■ Text segment ■

Our new exposure management maturity model gives organizations a framework to assess where they are today and what it will take to advance in their exposure management journey. It helps them measure progress, identify gaps and prioritize the investments that will have the greatest impact. Together, our exposure management Leadership Council and maturity model are helping customers turn exposure management from an abstract goal into a disciplined strategy for the future. Through these initiatives, we’re helping customers evolve their approach from managing vulnerabilities to embracing a true preemptive security mindset. It’s how they move from reacting to risk to staying ahead of it. That’s what Tenable One is designed to deliver, the clarity, intelligence and context to see threats before they strike.
As Steve highlighted, we’re leading the way with the most comprehensive exposure management platform in the market, helping our customers build stronger, smarter defenses for the AI era. Let me give you some real-world examples from the quarter. First, we captured a major new logo with a global commercial real estate investment services firm, displacing the top cloud security provider and an incumbent vulnerability management player to consolidate onto the Tenable One platform. Like many large enterprises, this customer faced growing complexity of a hybrid environment with assets spread across on-prem infrastructure, multiple cloud providers and third-party systems. Tenable One was selected for its superior technical capabilities across cloud security and vulnerability management.

■ Given material ■
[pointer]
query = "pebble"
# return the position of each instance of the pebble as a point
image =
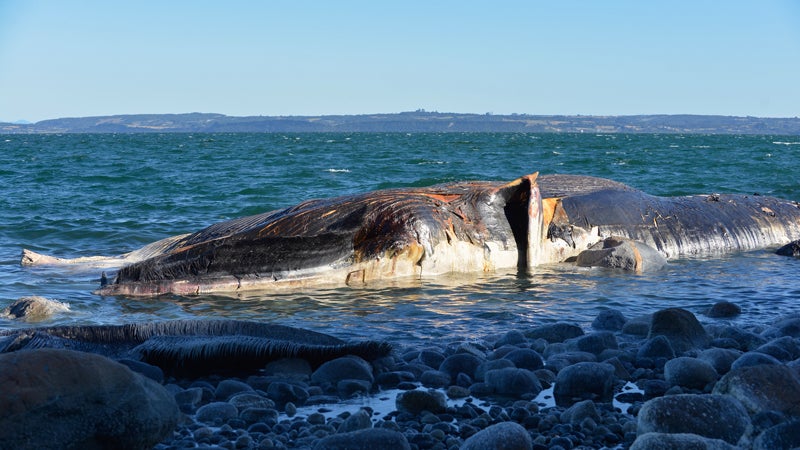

■ Required task A ■
In the exposure management text, translate this sentence into Spanish: "It’s how they move from reacting to risk to staying ahead of it."
■ Required task B ■
Retype, with no changes, the part of the exposure management text that opens with the words containing "Our new exposure" and closes with "before they strike.".

■ Full answer A ■
Así es como pasan de reaccionar ante el riesgo a anticiparse a él.

■ Full answer B ■
Our new exposure management maturity model gives organizations a framework to assess where they are today and what it will take to advance in their exposure management journey. It helps them measure progress, identify gaps and prioritize the investments that will have the greatest impact. Together, our exposure management Leadership Council and maturity model are helping customers turn exposure management from an abstract goal into a disciplined strategy for the future. Through these initiatives, we’re helping customers evolve their approach from managing vulnerabilities to embracing a true preemptive security mindset. It’s how they move from reacting to risk to staying ahead of it. That’s what Tenable One is designed to deliver, the clarity, intelligence and context to see threats before they strike.